▶ [Consigne]
Pouvez-vous recopier la partie de l'extrait allant de "C'était l'époque où" jusqu'à "pour mon entourage." inclus, en renommant "Boy George" en "Prince" ?

▶ [Extrait]
++++++++++++++++++++

Allumer des étoiles
Il me semble que j'avais
quelque chose comme 11 ans, peut-être un peu plus. J'étais dans une
allée d'épicerie quand j'ai entendu, pour la première fois
Sunglasses at night. Je ne
sais toujours pas très exactement ce qu'il y avait dans cette
chanson, mais ça m'est tombé dessus comme une tonne de briques. Je
commençais depuis quelques temps à m'intéresser à la musique pop,
même si ce n'était pas une activité franchement recommandée à
l'école que je fréquentais. Mais, les voisinage n'allait pas à la
même école que moi et conséquemment je subissais son influence.
C'était l'époque où il fallait choisir entre Michael Jackson et
Boy George, celle ou une fille ne pouvait pas aimer Corey Hart et
Brian Adams. Je préférais Boy George, je le trouvais différent et
bien entendu, mon faible pour Corey Hart n'a fait que se développer
de plus en plus, jusqu'à ce que ce penchant devienne une source
d'amusement pour mon entourage.

++++++++++++++++++++

▶ [Données]

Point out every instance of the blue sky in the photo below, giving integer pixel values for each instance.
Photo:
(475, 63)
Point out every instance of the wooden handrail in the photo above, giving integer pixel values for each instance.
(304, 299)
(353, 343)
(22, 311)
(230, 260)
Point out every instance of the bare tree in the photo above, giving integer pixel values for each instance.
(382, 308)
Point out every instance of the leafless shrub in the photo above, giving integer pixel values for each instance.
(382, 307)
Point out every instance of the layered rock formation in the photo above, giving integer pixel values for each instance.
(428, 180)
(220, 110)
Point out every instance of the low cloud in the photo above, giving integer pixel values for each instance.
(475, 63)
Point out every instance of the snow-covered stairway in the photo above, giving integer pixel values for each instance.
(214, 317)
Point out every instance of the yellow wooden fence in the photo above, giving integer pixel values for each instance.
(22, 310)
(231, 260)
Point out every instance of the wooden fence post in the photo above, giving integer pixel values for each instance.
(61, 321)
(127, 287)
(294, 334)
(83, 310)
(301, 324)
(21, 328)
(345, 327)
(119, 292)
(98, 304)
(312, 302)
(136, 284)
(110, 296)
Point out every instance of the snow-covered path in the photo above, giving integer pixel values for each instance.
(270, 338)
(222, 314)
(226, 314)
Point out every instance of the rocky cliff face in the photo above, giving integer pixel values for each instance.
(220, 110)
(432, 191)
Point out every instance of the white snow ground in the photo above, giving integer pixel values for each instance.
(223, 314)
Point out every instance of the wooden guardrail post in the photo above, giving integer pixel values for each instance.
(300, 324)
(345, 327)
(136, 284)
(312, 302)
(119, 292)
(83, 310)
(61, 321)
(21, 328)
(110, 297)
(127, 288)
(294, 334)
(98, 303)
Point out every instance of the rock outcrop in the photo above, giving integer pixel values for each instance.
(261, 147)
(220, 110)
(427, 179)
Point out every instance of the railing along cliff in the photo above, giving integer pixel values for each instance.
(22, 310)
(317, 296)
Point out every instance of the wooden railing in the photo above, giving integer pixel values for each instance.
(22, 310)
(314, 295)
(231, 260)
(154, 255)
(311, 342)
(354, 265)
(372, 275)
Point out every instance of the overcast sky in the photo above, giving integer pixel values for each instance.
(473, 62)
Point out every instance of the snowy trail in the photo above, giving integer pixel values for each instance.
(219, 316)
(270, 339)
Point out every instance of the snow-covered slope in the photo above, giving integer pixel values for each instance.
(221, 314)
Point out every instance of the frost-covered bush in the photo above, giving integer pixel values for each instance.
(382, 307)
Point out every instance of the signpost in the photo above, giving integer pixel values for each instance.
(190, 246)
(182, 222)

++++++++++++++++++++

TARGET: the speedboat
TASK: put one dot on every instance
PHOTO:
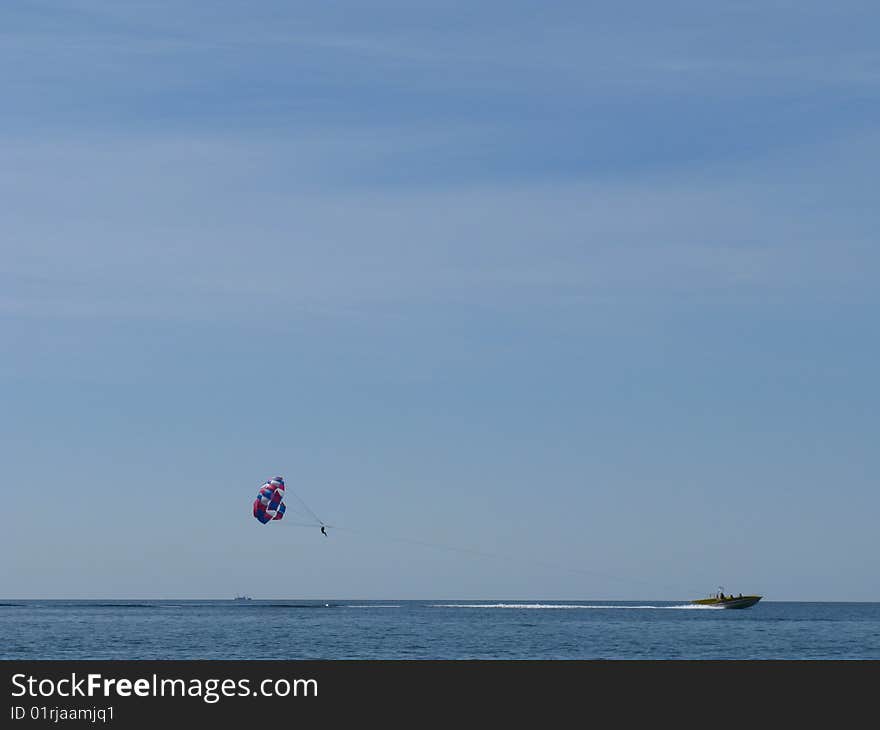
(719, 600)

++++++++++++++++++++

▶ [Réponse]
C'était l'époque où il fallait choisir entre Michael Jackson et
Prince, celle ou une fille ne pouvait pas aimer Corey Hart et
Brian Adams. Je préférais Prince, je le trouvais différent et
bien entendu, mon faible pour Corey Hart n'a fait que se développer
de plus en plus, jusqu'à ce que ce penchant devienne une source
d'amusement pour mon entourage.